Given passage:
26. The Jenks brothers surveyed Woodhenge by GPS in 2008.
Hugo Jenks is seen placing a prism on top of a post to mark its position for the Total Station operated by his brother.
Modern surveys like this are made possible by the monument's excavator, Maud Cunnington, who stripped the site bare in 1926 and 1928 and had concrete posts placed to represent where timber posts, fashioned from whole tree trunks, once stood in Bronze Age times.
Most people think that the Woodhenge plan made by Professor Alexander Thom is the authoritative version. However, we dismiss Thom's plan as fraudulent for skewing his plan clockwise to give preference to the sun.
Our recent research revealed a significant discrepancy in Maud Cunnington's plan presented in Wainwright and Longworth's book Durrington Walls 1966-68. It was discovered on 12/06/2024 that her plan had been skewed three degrees, a previously unnoticed deviation. This skew aimed the timber egg away from the moon, the real object of interest.
Unfortunately, there is a limit to how much I can place on each website page, so the image of Woodhenge presented in Wainwright and Longworth's book will have to be placed under the heading of "Corrupt Archaeology.”
27. The result of the Jenks’ survey. None is more accurate.
Maud Cunnington's colour scheme, which she had painted on top of the concrete posts, needed greater clarity for computer screens. A more suitable colour scheme is offered here.
Woodhenge consists of six eggs with six extras painted black. Professor John North called these black posts, 'Supernumerary.'
28. This image appears with the kind permission of Hugo Jenks, who noticed that a 10-degree sighting line could be made between sides of opposing pairs of timbers in Ring C. Hugo's idea developed out of his work on Stonehenge.
This image also relates to the Arminghall Henge and how that henge divided the sky into 36 steps of 10 degrees as long ago as 3,150 BC. Who said Beaker folk arrived too late to be the technicians who designed Stonehenge? They were present all along! Beaker pots did not build Stonehenge. People did!
Maud Cunnington was the first to notice a preference for tens when she excavated Woodhenge in 1928, but I wonder how she came to this conclusion! More proof of astronomy in tens will be provided in the following image and when we consider Stonehenge's lozenges of gold, as found in the moon-aligned Bush Barrow of Stonehenge.

Stored data:
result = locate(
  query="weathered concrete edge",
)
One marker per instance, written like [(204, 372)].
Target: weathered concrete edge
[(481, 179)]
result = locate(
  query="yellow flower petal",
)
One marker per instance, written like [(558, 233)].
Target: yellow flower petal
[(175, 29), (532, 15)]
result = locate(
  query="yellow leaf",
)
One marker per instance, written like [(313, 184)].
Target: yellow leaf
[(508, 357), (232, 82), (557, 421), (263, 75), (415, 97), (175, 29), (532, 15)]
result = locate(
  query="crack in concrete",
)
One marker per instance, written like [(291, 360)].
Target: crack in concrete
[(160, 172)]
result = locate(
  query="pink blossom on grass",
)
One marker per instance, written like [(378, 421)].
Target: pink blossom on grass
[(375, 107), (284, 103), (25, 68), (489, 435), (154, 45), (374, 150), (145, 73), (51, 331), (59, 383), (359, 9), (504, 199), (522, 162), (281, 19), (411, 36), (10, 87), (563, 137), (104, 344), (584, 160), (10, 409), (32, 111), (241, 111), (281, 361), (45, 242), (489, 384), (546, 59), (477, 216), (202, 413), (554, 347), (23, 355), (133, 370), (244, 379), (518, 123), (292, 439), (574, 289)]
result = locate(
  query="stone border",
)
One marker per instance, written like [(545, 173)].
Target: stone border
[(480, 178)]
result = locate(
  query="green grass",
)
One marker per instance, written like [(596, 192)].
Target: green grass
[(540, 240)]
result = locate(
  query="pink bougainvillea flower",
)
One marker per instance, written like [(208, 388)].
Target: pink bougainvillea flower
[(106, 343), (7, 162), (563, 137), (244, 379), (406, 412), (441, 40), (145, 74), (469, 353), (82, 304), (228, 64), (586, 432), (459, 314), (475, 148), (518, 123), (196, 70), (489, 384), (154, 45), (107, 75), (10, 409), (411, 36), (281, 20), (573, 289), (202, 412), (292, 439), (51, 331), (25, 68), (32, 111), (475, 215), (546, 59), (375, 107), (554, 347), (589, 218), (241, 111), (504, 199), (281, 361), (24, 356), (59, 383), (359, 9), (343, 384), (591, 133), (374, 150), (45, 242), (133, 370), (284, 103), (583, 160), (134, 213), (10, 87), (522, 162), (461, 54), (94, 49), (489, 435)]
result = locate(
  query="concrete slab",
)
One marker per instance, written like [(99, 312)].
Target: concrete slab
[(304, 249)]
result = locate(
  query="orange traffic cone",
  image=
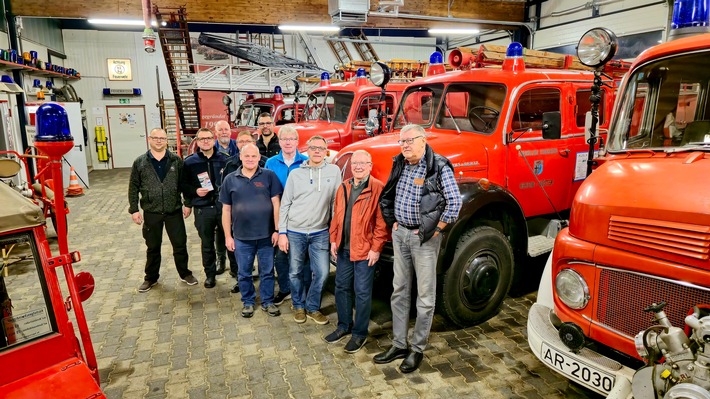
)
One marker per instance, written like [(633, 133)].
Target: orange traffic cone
[(74, 189)]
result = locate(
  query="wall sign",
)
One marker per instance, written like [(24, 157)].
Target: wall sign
[(119, 69)]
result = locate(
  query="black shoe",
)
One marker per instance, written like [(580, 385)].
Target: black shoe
[(411, 362), (220, 266), (355, 344), (210, 282), (390, 354), (281, 297)]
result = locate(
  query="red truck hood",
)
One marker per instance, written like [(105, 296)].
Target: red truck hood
[(70, 379), (656, 204)]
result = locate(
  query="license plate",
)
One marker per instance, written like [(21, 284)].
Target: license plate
[(583, 373)]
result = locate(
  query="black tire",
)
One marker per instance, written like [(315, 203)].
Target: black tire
[(479, 278)]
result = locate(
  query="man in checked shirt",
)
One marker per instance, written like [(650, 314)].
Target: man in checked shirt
[(419, 200)]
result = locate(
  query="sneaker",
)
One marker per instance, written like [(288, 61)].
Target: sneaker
[(299, 315), (355, 344), (318, 317), (146, 286), (248, 311), (281, 297), (336, 336), (272, 310), (189, 280)]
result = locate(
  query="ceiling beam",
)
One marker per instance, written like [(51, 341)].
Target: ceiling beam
[(275, 12)]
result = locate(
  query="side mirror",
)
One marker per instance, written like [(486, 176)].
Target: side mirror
[(372, 126), (551, 122)]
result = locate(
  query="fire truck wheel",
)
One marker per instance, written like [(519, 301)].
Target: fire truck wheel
[(479, 278)]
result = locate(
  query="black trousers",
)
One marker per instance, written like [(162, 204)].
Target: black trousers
[(153, 234), (208, 222)]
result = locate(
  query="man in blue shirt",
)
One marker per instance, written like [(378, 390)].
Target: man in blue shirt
[(283, 163), (250, 197)]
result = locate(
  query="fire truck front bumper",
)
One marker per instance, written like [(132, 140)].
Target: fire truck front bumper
[(585, 367)]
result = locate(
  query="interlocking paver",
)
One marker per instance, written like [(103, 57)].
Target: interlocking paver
[(179, 342)]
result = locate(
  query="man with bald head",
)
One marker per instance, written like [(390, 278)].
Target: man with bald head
[(224, 142), (250, 214)]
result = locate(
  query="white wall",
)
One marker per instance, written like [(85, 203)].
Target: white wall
[(88, 51), (622, 17)]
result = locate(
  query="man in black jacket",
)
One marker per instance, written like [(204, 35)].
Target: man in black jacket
[(156, 179), (203, 178), (419, 200)]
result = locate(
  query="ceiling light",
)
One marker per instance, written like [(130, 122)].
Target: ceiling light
[(123, 22), (317, 28), (453, 31)]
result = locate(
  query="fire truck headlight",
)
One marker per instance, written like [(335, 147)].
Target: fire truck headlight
[(571, 288)]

Task brief: Translate this sentence from the Woodhenge text into Spanish: "Woodhenge consists of six eggs with six extras painted black." You won't need the data for this.

Written response: Woodhenge consta de seis huevos con seis extras pintados de negro.